─── Data ───
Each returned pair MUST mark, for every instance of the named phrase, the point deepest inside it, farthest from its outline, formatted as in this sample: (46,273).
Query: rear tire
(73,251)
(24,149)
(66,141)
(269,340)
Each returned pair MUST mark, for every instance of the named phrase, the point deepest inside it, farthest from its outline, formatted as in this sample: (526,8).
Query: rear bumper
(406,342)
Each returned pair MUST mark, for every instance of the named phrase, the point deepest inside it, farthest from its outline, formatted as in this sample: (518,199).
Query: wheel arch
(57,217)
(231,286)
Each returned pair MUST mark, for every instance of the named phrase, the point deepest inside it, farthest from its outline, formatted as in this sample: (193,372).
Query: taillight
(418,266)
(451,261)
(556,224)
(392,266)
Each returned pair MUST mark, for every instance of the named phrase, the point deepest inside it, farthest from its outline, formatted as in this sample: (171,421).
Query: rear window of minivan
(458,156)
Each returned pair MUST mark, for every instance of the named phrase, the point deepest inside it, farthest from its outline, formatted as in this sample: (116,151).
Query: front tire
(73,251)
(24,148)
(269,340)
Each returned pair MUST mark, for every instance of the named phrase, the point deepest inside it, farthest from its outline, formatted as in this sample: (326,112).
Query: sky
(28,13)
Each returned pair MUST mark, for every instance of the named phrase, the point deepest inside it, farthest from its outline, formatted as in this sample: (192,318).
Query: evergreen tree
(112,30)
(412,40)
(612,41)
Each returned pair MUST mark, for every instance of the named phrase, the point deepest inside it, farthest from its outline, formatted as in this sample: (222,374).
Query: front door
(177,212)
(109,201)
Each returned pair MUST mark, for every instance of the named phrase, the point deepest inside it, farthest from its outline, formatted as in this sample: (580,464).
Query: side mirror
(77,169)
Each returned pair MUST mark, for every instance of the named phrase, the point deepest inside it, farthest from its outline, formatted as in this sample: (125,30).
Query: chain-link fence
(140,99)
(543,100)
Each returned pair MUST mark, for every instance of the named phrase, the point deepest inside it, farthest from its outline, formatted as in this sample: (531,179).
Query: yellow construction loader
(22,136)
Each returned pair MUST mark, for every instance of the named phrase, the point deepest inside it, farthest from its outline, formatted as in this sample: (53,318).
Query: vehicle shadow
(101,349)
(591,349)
───
Exactly as they appear above, transcribe the records in full.

- [Result of the exercise]
Each returned pair MUST mark, for every instance of the named phrase, the point deepest inside it, farthest from its outline, formatted as in this sample: (46,273).
Query: rear tire
(73,251)
(24,149)
(66,141)
(269,340)
Each returned pair MUST mark, for every instance of the named phrase, the point deepest inside it, farthest from its outline, formatted as in this sample: (526,8).
Query: rear bumper
(406,342)
Each returned pair MUST mark, for every instance of the named phrase, the point deepest inside it, farthest from its outline, formatted as in this sample: (518,199).
Query: wheel arch
(57,217)
(231,286)
Each returned pair MUST mark, for every instance of the named phrase, the point deepest inside it, farthest from its outline, formatted as in this sample: (193,372).
Query: taillight
(418,266)
(451,261)
(556,224)
(392,266)
Each returned pair MUST mark, for every instance of the named phrase, the point deepest inside it, farthest from its outline, formatted as in this sample: (171,421).
Query: rear window of minivan
(458,156)
Each returned pair MUST mark, for every instance of the named phrase, the point deepest inside it, farthest from its outline, formatted as in this sample: (116,151).
Query: front tire
(73,251)
(24,148)
(269,340)
Each returned pair MUST mark, for every instance of the named phrase, the point deepest inside it, farthest from its outline, formatted as in this sample: (326,112).
Query: sky
(28,13)
Each returned pair MUST mark, for every instance of the named phrase, the point deepest inside it, farthest from its outline, formatted as in this sample: (192,318).
Query: evergreen tree
(112,30)
(412,40)
(612,41)
Each returned pair MUST mark, for every instance of the named phrase, the point deepest inside it, farthest from its outline, formatted as in this sample: (222,374).
Query: front door
(177,212)
(109,201)
Each returned pair MUST mark, for every instance of the named phrase, the point deepest inside it, farthest from its outline, formatted as in this sample: (580,464).
Query: side mirror
(77,169)
Each returned pair MUST mark, for every instance of the named phrase, the point deepest inside it, farthest from its outline, formatted as in this sample: (125,30).
Query: chain-link fence
(140,99)
(543,100)
Each returned pair MUST mark, for every instance of the named phrase, the point deepest inside it, farthest from its outline, formatted as in this sample: (531,179).
Query: yellow construction loader
(22,136)
Each returned pair MUST mark, for every instance of the named phrase, the point deepest inside it, farthest from its outline, formatted as in this sample: (53,318).
Query: vehicle shadow
(101,349)
(591,349)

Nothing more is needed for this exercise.